Start of Data excerpts
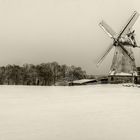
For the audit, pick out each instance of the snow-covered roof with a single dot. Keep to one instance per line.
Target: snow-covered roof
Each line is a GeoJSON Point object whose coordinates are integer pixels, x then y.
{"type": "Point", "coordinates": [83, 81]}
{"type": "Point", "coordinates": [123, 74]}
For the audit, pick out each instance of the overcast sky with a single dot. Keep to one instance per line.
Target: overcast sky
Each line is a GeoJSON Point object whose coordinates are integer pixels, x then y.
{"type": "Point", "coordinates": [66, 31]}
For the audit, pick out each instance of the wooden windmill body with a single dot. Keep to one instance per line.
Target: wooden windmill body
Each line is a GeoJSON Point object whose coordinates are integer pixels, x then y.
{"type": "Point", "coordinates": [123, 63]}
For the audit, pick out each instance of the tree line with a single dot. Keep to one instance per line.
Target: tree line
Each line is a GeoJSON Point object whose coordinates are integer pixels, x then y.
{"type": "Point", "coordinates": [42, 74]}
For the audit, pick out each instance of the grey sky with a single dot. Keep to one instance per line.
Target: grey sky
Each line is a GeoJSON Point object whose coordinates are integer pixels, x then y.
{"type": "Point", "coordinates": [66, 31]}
End of Data excerpts
Start of Data excerpts
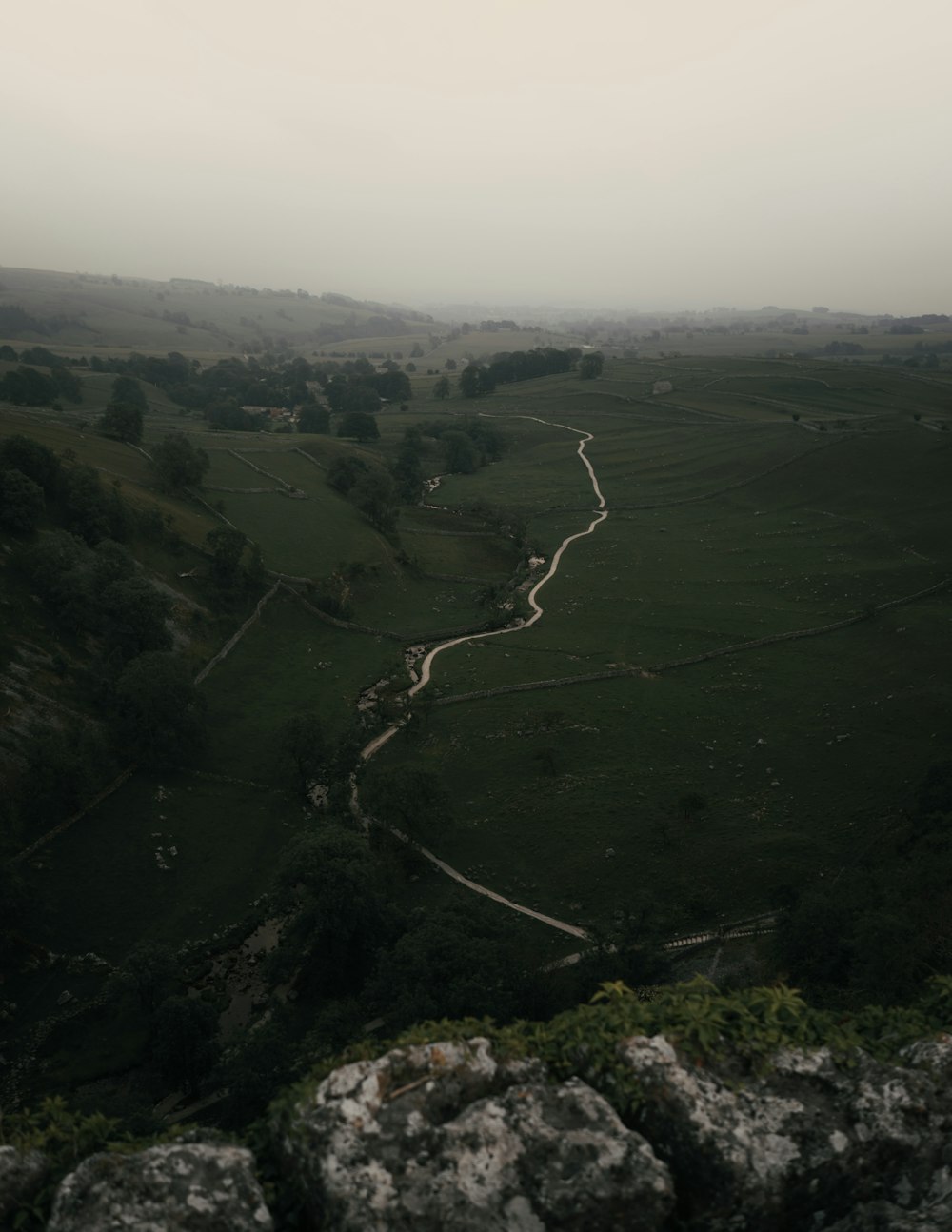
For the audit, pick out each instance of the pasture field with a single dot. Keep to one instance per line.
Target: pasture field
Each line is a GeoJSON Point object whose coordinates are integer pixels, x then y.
End of Data excerpts
**About this exercise:**
Write out exactly the lines that fall from the line with "For the audit, pick out each instance of the snow-covered" to the line with "Target: grey sky" in the records above, keeping both ends.

**Output below:**
For the audit, pick out each instance of the snow-covered roof with a single dot. Keep to one instance per line.
Target: snow-covered roof
Each line is a GeoJSON Point object whose coordinates are integer pixels, x then y.
{"type": "Point", "coordinates": [83, 81]}
{"type": "Point", "coordinates": [123, 74]}
For the audit, pick out each instance of the overcast sky with a single dot. Keep to one instance per line.
Target: overcast sky
Each line is a GeoJSON Point object whose coordinates are integer pixels, x then y.
{"type": "Point", "coordinates": [66, 31]}
For the audit, pick out each instance of the wooden windmill body with a single dot. Keep to one instance per line.
Target: wooden windmill body
Each line is a GeoJSON Point object whose coordinates are integer pixels, x then y.
{"type": "Point", "coordinates": [123, 63]}
For the audit, pick out each instance of the tree line with a single dot. Keep to one instance per line.
Target: tree line
Each line is a GeoJSON Point object whose coordinates are integer pixels, x then y.
{"type": "Point", "coordinates": [42, 74]}
For the audit, pick out each instance of the grey sky with a single dot. Keep to one instance per line.
Target: grey sky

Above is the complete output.